--- Text shown ---
Microsoft to buy speech tech company Nuance for nearly $20 billion
Microsoft, on an accelerated growth push, is buying speech recognition company Nuance in an all-cash transaction valued at $19.7 billion, including the AI software company's debt.
This acquisition is the Redmond, Washington-based software giant's second largest under CEO Satya Nadella, after its $26 billion acquisition of professional networking site Linkedin, in 2016. Microsoft will pay $56 per share, a 23% premium over the closing price of Nuance on April 9.
"For Nadella & Co, this is the right acquisition at the right time with Microsoft doubling down on its healthcare initiatives over the coming years," said Wedbush Securities analysts Dan Ives and Strecker Backe in a research note.
"In our opinion, Microsoft is on the M&A warpath over the next 12 to 18 months and Nuance could be the first step in an increased appetite for deals in 2021 with Discord (video game chat community) another potential trophy for Redmond," according to the analysts.
--- Entries supplied ---
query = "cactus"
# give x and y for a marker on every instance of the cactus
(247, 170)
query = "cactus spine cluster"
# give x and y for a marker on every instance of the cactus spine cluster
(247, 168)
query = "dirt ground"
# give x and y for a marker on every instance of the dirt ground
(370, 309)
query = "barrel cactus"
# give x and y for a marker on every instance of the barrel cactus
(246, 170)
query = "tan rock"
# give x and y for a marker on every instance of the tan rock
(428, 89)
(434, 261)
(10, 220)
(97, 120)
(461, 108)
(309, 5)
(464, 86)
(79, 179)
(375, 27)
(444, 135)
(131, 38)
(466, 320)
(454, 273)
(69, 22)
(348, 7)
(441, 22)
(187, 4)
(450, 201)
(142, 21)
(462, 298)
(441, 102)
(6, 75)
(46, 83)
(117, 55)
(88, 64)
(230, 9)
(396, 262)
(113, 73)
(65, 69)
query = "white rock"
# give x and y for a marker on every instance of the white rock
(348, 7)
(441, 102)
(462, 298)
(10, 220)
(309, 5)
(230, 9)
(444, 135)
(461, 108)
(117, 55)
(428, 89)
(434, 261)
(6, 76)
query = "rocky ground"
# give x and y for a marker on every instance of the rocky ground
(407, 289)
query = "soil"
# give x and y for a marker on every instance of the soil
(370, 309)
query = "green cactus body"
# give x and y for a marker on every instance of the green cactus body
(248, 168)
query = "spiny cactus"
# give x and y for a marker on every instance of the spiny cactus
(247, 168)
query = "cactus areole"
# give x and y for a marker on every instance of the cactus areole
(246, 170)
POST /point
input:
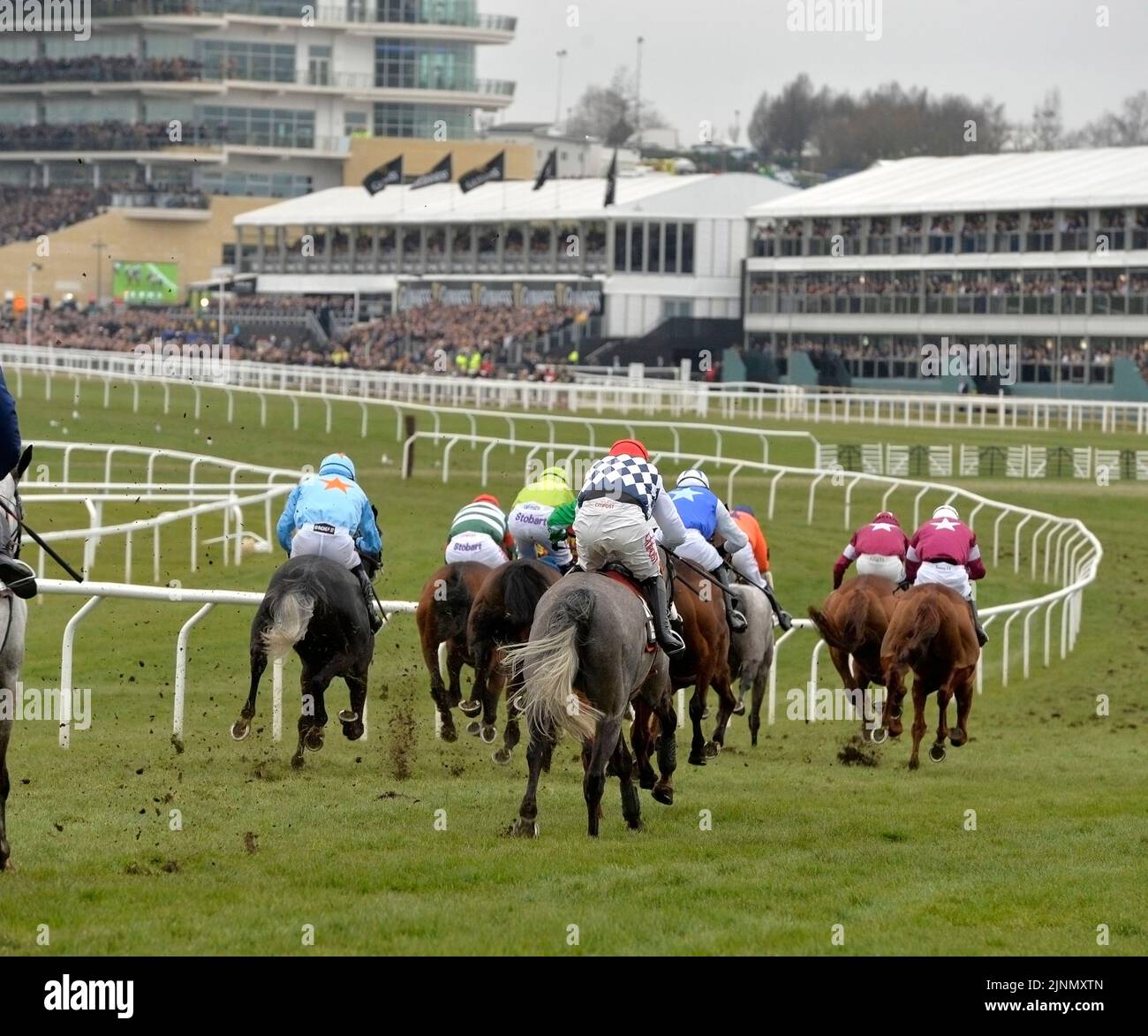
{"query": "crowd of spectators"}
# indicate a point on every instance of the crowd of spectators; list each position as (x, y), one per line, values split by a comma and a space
(100, 69)
(31, 211)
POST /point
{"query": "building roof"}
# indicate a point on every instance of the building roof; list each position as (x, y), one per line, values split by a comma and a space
(1112, 176)
(653, 195)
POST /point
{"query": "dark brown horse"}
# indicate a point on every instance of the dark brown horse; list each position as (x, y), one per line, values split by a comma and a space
(852, 623)
(501, 615)
(931, 633)
(441, 616)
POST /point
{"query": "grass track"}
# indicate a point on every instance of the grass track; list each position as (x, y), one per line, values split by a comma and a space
(799, 843)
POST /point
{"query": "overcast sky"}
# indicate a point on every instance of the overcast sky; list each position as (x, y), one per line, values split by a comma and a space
(703, 58)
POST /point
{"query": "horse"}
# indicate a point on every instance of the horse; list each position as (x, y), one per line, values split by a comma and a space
(314, 605)
(586, 658)
(15, 624)
(501, 615)
(751, 653)
(852, 623)
(441, 616)
(933, 633)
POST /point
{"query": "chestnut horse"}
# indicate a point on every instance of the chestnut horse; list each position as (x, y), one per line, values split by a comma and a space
(501, 615)
(852, 623)
(931, 633)
(441, 616)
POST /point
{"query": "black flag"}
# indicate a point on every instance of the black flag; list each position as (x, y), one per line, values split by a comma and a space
(441, 174)
(389, 172)
(494, 170)
(549, 170)
(611, 180)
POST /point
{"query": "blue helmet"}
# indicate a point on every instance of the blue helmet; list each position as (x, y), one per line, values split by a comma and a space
(337, 465)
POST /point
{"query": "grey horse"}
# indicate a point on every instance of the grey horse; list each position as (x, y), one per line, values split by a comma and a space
(751, 653)
(585, 662)
(12, 624)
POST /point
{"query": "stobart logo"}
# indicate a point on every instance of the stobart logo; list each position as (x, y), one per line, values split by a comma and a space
(73, 16)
---
• Required action 1:
In the Nuance acquisition article, turn the paragraph that begins "This acquisition is the Redmond, Washington-based software giant's" into a short bulleted list that keeps its main facts.
• Required action 2:
According to the analysts quoted in the Nuance acquisition article, why is this the right acquisition at the right time for Microsoft? Answer in one or two sentences.
• Required action 3:
Continue the Nuance acquisition article from the point where it stops.
The rows have no connection to the text about Microsoft's purchase of Nuance.

• Final answer 1:
- It is Microsoft's second-largest acquisition under CEO Satya Nadella.
- Only the $26 billion purchase of LinkedIn in 2016 was larger.
- Microsoft will pay $56 per share.
- That price is a 23% premium over Nuance's closing price on April 9.

• Final answer 2:
Wedbush Securities analysts Dan Ives and Strecker Backe say the deal is well timed because Microsoft is doubling down on its healthcare initiatives over the coming years.

• Final answer 3:
Microsoft targets growth in health care
Nuance's products include the Dragon Ambient eXperience, Dragon Medical One and PowerScribe One for radiology reporting, all clinical speech recognition SaaS offerings built on Microsoft Azure. The company's products are currently used by more than 55% of physicians and 75% of radiologists in the U.S., and by 77% of U.S. hospitals. Its health care cloud revenue experienced 37% year-over-year growth in fiscal 2020.
"AI is technology's most important priority, and health care is its most urgent application," Microsoft CEO Satya Nadella said in a statement.
Aside from health care, Nuance provides AI expertise and customer engagement solutions across interactive voice response, virtual assistants, and digital and biometric solutions to companies in all industries. This will join with Microsoft's cloud, including Azure, Teams, and Dynamics 365, to deliver next-generation customer engagement and security solutions.